DATA SHOWN =>

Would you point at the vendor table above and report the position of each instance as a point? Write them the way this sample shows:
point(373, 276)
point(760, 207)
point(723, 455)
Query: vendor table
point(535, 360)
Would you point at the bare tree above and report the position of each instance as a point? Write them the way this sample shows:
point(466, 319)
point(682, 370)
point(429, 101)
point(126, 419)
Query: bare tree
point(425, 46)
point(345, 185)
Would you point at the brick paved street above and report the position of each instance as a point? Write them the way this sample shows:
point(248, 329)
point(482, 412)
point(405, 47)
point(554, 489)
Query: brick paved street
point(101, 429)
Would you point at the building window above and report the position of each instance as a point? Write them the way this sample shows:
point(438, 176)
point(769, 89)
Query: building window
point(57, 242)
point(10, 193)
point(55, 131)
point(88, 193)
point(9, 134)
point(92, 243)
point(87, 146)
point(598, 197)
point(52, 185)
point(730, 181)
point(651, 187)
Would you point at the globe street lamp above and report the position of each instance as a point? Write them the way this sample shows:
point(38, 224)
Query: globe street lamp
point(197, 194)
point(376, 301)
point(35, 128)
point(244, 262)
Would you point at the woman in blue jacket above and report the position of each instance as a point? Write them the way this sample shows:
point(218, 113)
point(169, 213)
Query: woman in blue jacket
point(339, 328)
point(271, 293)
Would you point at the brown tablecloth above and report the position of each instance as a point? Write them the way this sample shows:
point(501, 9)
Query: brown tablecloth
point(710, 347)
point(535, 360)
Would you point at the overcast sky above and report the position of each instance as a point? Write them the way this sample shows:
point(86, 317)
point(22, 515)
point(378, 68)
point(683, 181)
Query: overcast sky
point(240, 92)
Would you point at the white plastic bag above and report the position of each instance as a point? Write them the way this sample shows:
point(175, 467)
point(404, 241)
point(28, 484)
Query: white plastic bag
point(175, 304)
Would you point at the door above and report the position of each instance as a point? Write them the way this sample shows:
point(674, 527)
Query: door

EXERCISE DETAILS => Reproduce every item above line for line, without changing anything.

EXERCISE SOLUTION =>
Would you point at the vendor table above and report the position of each instance as a point? Write them the way this sample shows:
point(373, 276)
point(760, 207)
point(723, 455)
Query: vendor table
point(535, 360)
Would you point at the bare tree above and report the position of each instance as a point? Write them the way this sample shows:
point(466, 319)
point(682, 370)
point(429, 101)
point(126, 419)
Query: bare tree
point(425, 46)
point(345, 185)
Would you point at the brick paved street above and report the position of each instance as a point? Write them the way this sample shows:
point(248, 329)
point(482, 412)
point(405, 47)
point(554, 489)
Query: brick paved street
point(101, 429)
Would you point at the building window above and report the position of each instance as a point? Write them the way this sample shows:
point(438, 176)
point(769, 89)
Query: building window
point(57, 242)
point(10, 193)
point(55, 131)
point(88, 193)
point(9, 134)
point(92, 243)
point(87, 146)
point(598, 197)
point(52, 185)
point(730, 181)
point(651, 187)
Would you point at the globe street lamp above and report the position of each instance as a point? Write them the way this sample shows:
point(38, 224)
Query: globe street lamp
point(197, 194)
point(376, 301)
point(35, 128)
point(244, 262)
Would you point at the woman in blue jacket above and report the position of each instance as a point? Write them the way this sample shows:
point(218, 113)
point(169, 213)
Query: woman in blue jacket
point(339, 328)
point(271, 293)
Would you point at the brown tablecloth above and report the position of each instance as a point? Write them the way this sample shows:
point(501, 9)
Query: brown tablecloth
point(710, 347)
point(535, 360)
Would you point at the overcast sky above and report the position of each instance as a point? Write them the way this sample shows:
point(86, 317)
point(22, 515)
point(378, 68)
point(683, 181)
Query: overcast sky
point(240, 92)
Would you point at the white plastic bag above and report the position of each instance as a point? Write them the way this sample shows:
point(175, 467)
point(404, 241)
point(28, 484)
Query: white plastic bag
point(175, 304)
Would you point at the door above and report the position of each instance as a point? Write them the way this sample shows:
point(674, 527)
Query: door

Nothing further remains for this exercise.